*** Source records ***

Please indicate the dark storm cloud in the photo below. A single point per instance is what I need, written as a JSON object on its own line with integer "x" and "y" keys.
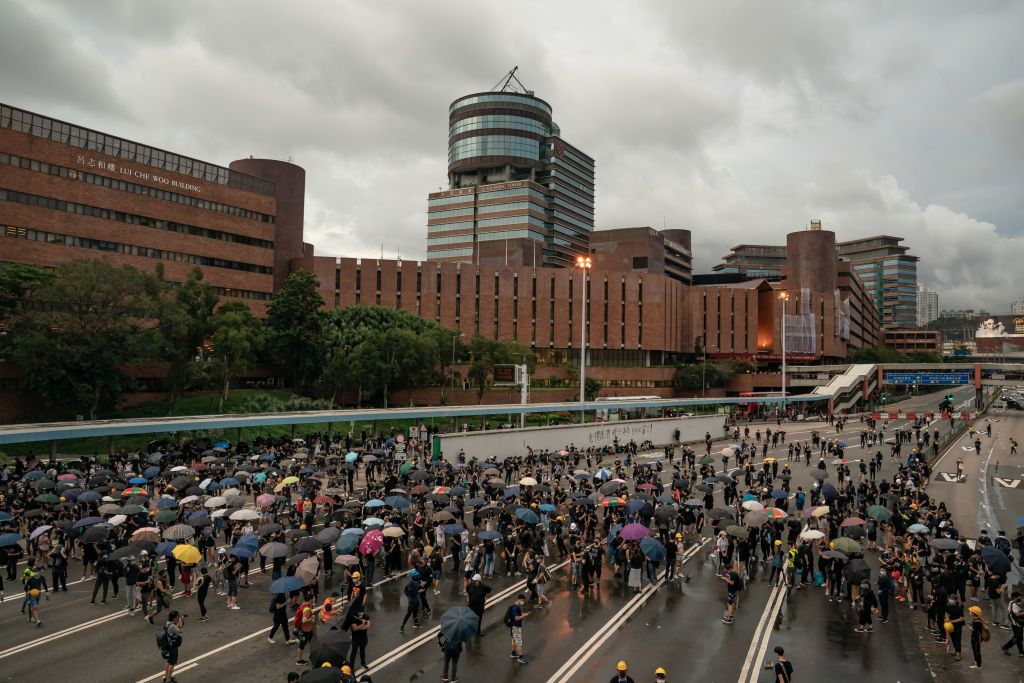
{"x": 739, "y": 120}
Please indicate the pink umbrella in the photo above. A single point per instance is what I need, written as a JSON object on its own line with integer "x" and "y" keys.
{"x": 634, "y": 531}
{"x": 372, "y": 542}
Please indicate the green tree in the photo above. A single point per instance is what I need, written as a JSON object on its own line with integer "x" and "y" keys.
{"x": 295, "y": 324}
{"x": 85, "y": 326}
{"x": 237, "y": 339}
{"x": 185, "y": 322}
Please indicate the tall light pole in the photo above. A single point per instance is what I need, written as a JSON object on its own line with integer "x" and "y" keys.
{"x": 584, "y": 263}
{"x": 784, "y": 296}
{"x": 454, "y": 340}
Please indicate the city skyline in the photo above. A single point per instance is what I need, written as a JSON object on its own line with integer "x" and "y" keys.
{"x": 801, "y": 120}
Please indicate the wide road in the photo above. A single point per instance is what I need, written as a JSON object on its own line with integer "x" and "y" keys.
{"x": 676, "y": 625}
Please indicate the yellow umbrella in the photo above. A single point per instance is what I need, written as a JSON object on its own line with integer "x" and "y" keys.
{"x": 186, "y": 554}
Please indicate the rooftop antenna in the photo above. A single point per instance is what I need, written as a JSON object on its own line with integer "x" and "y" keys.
{"x": 505, "y": 84}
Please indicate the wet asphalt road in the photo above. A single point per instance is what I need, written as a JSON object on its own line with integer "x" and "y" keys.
{"x": 677, "y": 626}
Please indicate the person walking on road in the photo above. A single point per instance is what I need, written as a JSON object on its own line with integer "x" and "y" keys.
{"x": 169, "y": 640}
{"x": 516, "y": 614}
{"x": 1016, "y": 610}
{"x": 476, "y": 597}
{"x": 783, "y": 668}
{"x": 622, "y": 674}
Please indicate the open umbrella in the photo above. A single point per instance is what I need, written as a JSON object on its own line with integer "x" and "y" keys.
{"x": 634, "y": 531}
{"x": 186, "y": 554}
{"x": 459, "y": 624}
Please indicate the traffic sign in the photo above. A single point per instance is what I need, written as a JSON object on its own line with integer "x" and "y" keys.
{"x": 928, "y": 379}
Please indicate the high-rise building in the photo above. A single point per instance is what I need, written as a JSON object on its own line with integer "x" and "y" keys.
{"x": 644, "y": 249}
{"x": 517, "y": 191}
{"x": 928, "y": 305}
{"x": 890, "y": 273}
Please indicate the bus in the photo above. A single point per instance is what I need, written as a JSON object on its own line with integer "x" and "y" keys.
{"x": 747, "y": 410}
{"x": 611, "y": 415}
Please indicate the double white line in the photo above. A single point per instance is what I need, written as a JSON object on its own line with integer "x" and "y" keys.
{"x": 572, "y": 665}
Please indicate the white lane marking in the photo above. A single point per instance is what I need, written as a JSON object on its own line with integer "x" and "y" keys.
{"x": 572, "y": 665}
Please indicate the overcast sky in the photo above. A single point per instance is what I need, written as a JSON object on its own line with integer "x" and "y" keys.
{"x": 740, "y": 121}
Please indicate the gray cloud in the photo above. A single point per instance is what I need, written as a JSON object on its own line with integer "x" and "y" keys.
{"x": 741, "y": 121}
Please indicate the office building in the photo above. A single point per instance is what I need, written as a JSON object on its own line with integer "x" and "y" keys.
{"x": 644, "y": 249}
{"x": 755, "y": 261}
{"x": 928, "y": 305}
{"x": 70, "y": 193}
{"x": 890, "y": 273}
{"x": 518, "y": 193}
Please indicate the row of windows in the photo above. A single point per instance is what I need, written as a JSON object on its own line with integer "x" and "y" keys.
{"x": 509, "y": 235}
{"x": 500, "y": 97}
{"x": 134, "y": 219}
{"x": 444, "y": 201}
{"x": 494, "y": 145}
{"x": 445, "y": 227}
{"x": 50, "y": 129}
{"x": 511, "y": 220}
{"x": 445, "y": 253}
{"x": 130, "y": 250}
{"x": 135, "y": 188}
{"x": 449, "y": 213}
{"x": 499, "y": 121}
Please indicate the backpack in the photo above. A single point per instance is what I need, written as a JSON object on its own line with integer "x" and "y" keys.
{"x": 162, "y": 640}
{"x": 507, "y": 620}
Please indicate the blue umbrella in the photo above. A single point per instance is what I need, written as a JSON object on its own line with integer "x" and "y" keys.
{"x": 652, "y": 549}
{"x": 287, "y": 585}
{"x": 460, "y": 624}
{"x": 527, "y": 515}
{"x": 249, "y": 540}
{"x": 9, "y": 539}
{"x": 165, "y": 548}
{"x": 347, "y": 544}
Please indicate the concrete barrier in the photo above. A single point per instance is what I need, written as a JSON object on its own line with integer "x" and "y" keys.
{"x": 497, "y": 444}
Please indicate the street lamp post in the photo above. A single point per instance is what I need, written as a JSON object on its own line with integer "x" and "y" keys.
{"x": 584, "y": 263}
{"x": 784, "y": 296}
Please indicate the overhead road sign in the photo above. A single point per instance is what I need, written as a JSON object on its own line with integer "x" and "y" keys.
{"x": 928, "y": 379}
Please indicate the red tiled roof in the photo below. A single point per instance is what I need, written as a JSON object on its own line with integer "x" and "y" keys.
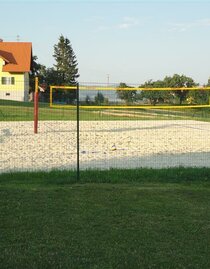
{"x": 17, "y": 55}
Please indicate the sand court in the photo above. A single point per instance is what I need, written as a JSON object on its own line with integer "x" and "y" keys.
{"x": 104, "y": 145}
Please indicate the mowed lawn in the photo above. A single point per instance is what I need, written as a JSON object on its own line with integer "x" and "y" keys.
{"x": 112, "y": 219}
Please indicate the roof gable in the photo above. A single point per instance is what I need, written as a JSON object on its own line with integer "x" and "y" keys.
{"x": 17, "y": 55}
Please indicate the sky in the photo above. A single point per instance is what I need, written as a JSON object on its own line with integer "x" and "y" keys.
{"x": 117, "y": 41}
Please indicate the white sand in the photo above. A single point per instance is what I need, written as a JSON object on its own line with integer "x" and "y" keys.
{"x": 153, "y": 144}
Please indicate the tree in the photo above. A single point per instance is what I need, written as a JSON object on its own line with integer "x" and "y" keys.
{"x": 154, "y": 96}
{"x": 177, "y": 81}
{"x": 38, "y": 70}
{"x": 129, "y": 96}
{"x": 66, "y": 63}
{"x": 66, "y": 71}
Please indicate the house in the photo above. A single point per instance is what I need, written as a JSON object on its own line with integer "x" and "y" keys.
{"x": 15, "y": 65}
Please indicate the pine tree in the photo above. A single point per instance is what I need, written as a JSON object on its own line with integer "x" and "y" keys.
{"x": 66, "y": 63}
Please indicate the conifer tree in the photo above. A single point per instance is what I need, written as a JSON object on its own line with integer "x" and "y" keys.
{"x": 66, "y": 70}
{"x": 66, "y": 63}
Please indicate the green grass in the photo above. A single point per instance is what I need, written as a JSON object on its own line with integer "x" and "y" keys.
{"x": 112, "y": 219}
{"x": 23, "y": 111}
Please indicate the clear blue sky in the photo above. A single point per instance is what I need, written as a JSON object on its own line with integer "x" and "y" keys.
{"x": 132, "y": 41}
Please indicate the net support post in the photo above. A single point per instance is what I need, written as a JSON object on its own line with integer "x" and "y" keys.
{"x": 36, "y": 105}
{"x": 78, "y": 141}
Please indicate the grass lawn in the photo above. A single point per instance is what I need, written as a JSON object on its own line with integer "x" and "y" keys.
{"x": 116, "y": 219}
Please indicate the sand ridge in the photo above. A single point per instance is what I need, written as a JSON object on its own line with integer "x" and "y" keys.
{"x": 104, "y": 144}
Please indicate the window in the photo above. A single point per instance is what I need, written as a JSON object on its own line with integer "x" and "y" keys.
{"x": 7, "y": 80}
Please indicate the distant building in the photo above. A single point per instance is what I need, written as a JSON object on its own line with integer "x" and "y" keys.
{"x": 15, "y": 65}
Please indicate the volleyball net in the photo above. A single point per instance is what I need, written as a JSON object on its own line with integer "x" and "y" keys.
{"x": 113, "y": 97}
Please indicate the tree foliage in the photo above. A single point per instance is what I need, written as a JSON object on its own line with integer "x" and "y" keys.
{"x": 179, "y": 81}
{"x": 154, "y": 97}
{"x": 66, "y": 63}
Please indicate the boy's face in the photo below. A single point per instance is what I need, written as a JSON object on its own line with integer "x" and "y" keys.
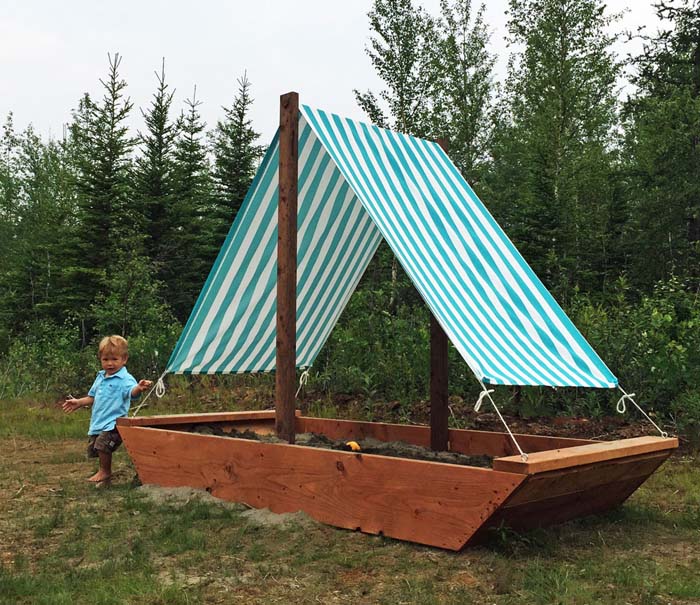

***

Report how many lines of the entries above contain the word "green". Give only the number.

## Right answer
2